* [ФРАГМЕНТ СТРАНИЦЫ]:
Свидание их, это и вправду посмертное свидание, было с первых же слов неудачным. Они роняли резкие, злые слова, взаимные упреки, обвинения. Правда, так жестоко высказанная, оказалась вдруг бессильной и несправедливой. Только молчание могло им еще помочь понять друг друга. Но они предпочли говорить и жестоко ошиблись,
«Мария, — писал Мицкевич после расставания с Марылей из Ковно 17 октября 1822 года, — после всего того, что ты мне сказала во время нашего последнего свидания, я не решаюсь много писать тебе! Если ты взглянешь на этот листок с таким презрением, с каким смотрела на меня, мне
О, если бы ты знала, что я потом перечувствовал, обдумывая свое ребяческое, дикое и грубое поведение! В то время, когда ты меня встречала с невинной, ангельской радостью, я отвечал с каким видом? Каким тоном? Тебе, непривычной к этому, не ожидающей этого от меня!.. Возлюбленная Мария, я тебя чту и обожаю, как небожительницу. Любовь моя столь же невинна и божественна, как и ее предмет.

* [УСЛОВИЯ ЗАДАНИЙ]:
- a) Откуда и когда, согласно фрагменту о Мицкевиче и Марыле, Мицкевич написал ей письмо после расставания?
- b) Переведите на английский язык предложение из фрагмента о Мицкевиче и Марыле: «Только молчание могло им еще помочь понять друг друга».
- c) Продолжите фрагмент о письме Мицкевича к Марыле, начав сразу после его последнего предложения.
Строки ниже представляют собой отдельный материал.

* [ПРЕДОСТАВЛЕННЫЕ СТРОКИ]:
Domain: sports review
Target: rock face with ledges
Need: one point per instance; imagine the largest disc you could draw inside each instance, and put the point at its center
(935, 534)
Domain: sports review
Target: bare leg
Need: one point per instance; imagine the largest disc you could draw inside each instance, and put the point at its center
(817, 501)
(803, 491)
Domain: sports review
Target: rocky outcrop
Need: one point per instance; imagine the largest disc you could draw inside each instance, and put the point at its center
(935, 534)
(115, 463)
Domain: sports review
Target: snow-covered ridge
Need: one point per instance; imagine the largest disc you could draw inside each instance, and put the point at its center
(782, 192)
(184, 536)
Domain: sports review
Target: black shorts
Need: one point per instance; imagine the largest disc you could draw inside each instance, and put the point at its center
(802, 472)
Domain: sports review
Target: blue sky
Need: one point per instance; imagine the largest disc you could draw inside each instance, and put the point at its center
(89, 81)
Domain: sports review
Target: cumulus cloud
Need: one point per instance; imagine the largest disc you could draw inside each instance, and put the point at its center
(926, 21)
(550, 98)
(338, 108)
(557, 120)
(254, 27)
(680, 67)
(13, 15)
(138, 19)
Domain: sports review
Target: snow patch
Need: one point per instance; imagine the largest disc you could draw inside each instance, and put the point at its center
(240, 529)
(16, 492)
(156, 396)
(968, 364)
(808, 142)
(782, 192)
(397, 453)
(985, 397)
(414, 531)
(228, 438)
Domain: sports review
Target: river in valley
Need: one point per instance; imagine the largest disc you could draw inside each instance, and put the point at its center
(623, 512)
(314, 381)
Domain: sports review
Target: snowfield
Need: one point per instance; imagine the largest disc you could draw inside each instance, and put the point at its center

* [ОТВЕТЫ К ЗАДАНИЯМ]:
- a) Из Ковно, 17 октября 1822 года.

- b) Only silence could still have helped them understand each other.

- c)
Но я не могу удержаться от страшного волнения, когда вспоминаю, что я потерял тебя навсегда, что я буду только свидетелем чужого счастья, что ты забудешь обо мне; часто в одну и ту же минуту я молю бога, чтобы ты была счастлива, хотя бы и забыла обо мне, и вместе с тем готов закричать, чтобы ты умерла… вместе со мной!…
Правда, моя Мария, ты часто преувеличиваешь мою вину, часто ошибочно понимаешь или не хочешь понять того, что я говорю, не обращаешь внимания на мое положение.
Давно, после первого знакомства, я сказал что-то пренебрежительное об общественном мнении. Как долго ты помнила это! Какое отвратительное и обидное толкование дала моим словам!
Когда по приезде моем в Вильно я не хотел или, вернее, не смел видеться с тобой, я не знаю, как ты это истолковала; но знаю, что не в мою пользу. Не удивительно, что и теперь за все, что я выговорил так быстро, что я произнес в диком увлечении, чтобы обидеть тебя (признаюсь и в этом), чтобы отомстить тебе за злые часто шутки, — не удивительно, что ты меня за это сейчас же осудила.
Злые шутки, любимая Мария! Злые были шутки и часто уязвляющие до глубины души. Ты сказала мне, что я напрасно потерял время на поездку в Вильно, желая мне дать понять, что я был слишком ребячлив, похваляясь перед тобой там, что приехал лишь затем, чтобы повидать тебя.
…Дорогая, единственная моя! Ты не видишь пропасти, над которой мы стоим!»
Когда это удивительное письмо, должно быть куда правдивейшее, чем четвертая часть «Дзядов», приходит в Больценники, графиня Путткамер, только что соскочив с лошади, еще не сняв амазонки, бежит в свою комнату, переодевается, поправляет волосы, свежая, раскрасневшаяся от резкого ветра; позднее просматривает корреспонденцию, курит трубку, ибо она с недавнего времени подвержена этому пороку, который ей не очень-то к лицу, но который доставляет ей великое наслаждение.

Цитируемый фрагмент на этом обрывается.